▸ Task instructions:
Give as output the line that contains "Task: indicate one point on every instance of the black monitor", followed by every remaining line of the entries, unchanged and with nothing added.

[Data items]
================================
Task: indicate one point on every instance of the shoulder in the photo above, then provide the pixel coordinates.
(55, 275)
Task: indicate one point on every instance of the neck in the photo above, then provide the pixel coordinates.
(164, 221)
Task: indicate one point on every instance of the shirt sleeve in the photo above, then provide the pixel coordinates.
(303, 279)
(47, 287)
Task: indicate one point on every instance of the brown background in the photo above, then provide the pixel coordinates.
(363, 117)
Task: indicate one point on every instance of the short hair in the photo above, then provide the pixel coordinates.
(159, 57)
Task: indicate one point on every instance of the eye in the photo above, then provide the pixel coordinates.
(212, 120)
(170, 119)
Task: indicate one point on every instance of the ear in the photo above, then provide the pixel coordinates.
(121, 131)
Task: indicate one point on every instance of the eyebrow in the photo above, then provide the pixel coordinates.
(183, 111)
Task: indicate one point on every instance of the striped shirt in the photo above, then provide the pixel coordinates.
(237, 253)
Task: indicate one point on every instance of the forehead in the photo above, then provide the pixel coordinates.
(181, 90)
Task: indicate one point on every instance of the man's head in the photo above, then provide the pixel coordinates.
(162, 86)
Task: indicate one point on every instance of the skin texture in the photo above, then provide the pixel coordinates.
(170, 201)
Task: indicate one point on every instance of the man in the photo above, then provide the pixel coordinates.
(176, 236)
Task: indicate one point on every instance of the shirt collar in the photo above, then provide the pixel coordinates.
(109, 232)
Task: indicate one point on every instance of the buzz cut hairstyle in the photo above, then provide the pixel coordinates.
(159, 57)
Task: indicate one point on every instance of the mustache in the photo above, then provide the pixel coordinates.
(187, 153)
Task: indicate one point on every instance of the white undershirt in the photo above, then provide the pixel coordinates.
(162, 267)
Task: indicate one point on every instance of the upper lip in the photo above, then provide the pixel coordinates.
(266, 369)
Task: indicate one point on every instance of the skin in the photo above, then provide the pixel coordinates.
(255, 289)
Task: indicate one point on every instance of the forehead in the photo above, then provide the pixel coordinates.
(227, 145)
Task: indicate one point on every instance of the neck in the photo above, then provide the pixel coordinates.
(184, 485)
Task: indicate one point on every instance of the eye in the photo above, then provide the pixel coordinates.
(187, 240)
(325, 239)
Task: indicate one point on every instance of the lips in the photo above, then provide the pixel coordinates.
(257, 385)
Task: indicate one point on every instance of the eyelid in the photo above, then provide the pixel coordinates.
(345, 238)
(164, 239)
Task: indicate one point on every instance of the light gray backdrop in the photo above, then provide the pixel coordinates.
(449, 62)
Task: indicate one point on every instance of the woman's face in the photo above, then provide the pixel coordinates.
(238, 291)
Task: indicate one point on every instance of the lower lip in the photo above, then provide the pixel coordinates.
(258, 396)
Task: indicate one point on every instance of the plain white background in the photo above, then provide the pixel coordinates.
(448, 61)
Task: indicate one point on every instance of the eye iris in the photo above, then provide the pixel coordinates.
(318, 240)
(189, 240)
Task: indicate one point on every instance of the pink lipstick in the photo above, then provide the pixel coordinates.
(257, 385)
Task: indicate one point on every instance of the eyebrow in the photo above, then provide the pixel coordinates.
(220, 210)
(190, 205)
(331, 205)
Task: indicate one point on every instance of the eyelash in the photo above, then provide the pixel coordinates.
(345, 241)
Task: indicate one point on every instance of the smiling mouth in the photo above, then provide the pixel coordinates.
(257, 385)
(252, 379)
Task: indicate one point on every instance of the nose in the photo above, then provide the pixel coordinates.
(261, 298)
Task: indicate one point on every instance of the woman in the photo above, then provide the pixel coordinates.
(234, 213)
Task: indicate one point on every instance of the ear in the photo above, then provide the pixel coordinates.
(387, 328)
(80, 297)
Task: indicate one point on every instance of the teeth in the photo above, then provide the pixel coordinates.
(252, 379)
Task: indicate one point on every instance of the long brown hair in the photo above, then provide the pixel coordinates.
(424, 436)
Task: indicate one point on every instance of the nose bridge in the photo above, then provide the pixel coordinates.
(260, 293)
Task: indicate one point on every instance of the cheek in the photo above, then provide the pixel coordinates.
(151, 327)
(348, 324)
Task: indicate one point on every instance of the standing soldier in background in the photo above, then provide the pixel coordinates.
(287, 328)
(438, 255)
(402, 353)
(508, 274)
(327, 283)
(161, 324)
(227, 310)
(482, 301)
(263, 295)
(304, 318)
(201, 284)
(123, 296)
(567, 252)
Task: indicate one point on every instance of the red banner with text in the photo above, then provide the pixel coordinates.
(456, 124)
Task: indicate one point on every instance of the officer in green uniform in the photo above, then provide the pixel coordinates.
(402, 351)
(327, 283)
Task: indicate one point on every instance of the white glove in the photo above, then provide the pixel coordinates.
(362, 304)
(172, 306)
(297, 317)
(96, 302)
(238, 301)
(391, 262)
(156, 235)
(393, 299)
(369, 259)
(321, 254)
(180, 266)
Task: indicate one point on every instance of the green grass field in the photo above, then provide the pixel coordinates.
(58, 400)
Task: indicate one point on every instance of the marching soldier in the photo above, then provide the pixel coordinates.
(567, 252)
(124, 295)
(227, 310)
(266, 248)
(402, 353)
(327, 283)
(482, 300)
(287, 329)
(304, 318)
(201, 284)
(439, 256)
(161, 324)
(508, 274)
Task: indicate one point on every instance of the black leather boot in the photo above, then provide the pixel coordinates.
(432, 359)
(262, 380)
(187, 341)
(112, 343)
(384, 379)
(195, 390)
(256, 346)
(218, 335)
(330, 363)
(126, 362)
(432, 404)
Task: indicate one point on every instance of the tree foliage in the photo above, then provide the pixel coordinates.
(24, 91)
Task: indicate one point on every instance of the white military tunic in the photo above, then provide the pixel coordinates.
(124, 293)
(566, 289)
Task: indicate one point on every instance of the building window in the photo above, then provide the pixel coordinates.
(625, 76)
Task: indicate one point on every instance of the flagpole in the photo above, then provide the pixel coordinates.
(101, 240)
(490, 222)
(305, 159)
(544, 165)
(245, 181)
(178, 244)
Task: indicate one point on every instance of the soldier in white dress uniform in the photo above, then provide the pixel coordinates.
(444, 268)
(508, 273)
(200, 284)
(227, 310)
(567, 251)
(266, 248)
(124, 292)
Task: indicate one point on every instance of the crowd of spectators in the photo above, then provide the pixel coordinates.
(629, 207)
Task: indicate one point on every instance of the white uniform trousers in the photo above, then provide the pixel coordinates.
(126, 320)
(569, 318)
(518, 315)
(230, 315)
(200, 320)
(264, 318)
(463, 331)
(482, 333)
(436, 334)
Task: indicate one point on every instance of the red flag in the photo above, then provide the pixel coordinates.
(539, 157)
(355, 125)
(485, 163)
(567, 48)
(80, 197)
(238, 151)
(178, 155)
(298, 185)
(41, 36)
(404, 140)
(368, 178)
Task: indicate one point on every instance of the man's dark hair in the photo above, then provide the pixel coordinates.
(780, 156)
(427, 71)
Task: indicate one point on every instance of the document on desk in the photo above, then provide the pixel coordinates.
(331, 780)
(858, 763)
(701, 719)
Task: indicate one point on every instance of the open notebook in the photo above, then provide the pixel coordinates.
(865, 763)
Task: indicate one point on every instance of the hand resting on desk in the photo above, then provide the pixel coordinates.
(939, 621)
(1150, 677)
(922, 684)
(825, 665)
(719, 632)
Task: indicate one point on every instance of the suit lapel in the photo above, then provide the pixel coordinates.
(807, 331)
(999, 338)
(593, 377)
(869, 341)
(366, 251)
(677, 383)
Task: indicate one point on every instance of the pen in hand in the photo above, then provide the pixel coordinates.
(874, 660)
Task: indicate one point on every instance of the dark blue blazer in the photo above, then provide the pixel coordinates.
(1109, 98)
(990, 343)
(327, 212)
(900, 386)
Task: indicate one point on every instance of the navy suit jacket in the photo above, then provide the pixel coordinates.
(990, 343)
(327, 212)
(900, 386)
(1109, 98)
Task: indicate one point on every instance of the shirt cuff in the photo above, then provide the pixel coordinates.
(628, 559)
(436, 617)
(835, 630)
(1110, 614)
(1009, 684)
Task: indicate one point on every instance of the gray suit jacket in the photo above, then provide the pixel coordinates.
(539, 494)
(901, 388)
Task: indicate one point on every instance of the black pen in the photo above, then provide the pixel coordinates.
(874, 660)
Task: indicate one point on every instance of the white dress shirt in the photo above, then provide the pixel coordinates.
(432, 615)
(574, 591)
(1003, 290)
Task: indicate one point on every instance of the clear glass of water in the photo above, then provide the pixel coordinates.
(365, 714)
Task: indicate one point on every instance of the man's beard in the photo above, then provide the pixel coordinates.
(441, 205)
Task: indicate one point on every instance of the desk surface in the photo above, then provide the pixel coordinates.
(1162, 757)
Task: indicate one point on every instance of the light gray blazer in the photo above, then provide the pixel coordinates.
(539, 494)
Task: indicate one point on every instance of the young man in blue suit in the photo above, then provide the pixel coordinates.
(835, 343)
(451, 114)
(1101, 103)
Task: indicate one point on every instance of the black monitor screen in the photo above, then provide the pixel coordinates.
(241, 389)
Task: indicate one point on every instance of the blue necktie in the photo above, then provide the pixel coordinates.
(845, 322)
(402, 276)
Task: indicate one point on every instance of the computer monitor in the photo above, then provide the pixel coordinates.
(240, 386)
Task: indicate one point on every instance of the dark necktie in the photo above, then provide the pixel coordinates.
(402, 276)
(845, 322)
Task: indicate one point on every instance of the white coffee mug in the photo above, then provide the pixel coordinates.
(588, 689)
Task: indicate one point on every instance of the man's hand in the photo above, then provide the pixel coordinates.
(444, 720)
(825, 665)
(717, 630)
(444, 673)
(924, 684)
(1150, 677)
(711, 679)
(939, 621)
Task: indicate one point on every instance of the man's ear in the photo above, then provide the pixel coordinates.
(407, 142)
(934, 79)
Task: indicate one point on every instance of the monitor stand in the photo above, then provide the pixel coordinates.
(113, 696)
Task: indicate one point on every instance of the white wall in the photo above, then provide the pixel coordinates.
================================
▸ Solution:
Task: indicate one point on every instance of the black monitor screen in the photo above, then provide the pixel coordinates.
(241, 389)
Task: indicate one point on every instance of the blue necktie in the photo above, then provide the pixel coordinates.
(845, 322)
(402, 276)
Task: indicate one point on every instance of the computer monitor in the photo above, then provide the pixel coordinates.
(240, 386)
Task: indicate one point on every instance of the dark necktie in the photo above, then provide the pixel coordinates.
(402, 276)
(845, 322)
Task: indicate one point on every instance of the white coffee mug in the photo above, then provide the pixel coordinates.
(588, 689)
Task: indicate one point on every instance of the man's hand in the photo above, then provide the pixel coordinates.
(444, 720)
(825, 665)
(717, 630)
(444, 673)
(924, 684)
(1150, 677)
(711, 679)
(939, 621)
Task: indicate one point on every instance of the man's ear in the photo above, then provide the pixel coordinates.
(407, 142)
(934, 79)
Task: indicate one point on every instance of the monitor stand in the photo above, then provide the pixel coordinates.
(113, 696)
Task: indicate one point on every instance of the white wall in the photo above, then provide the pixel coordinates.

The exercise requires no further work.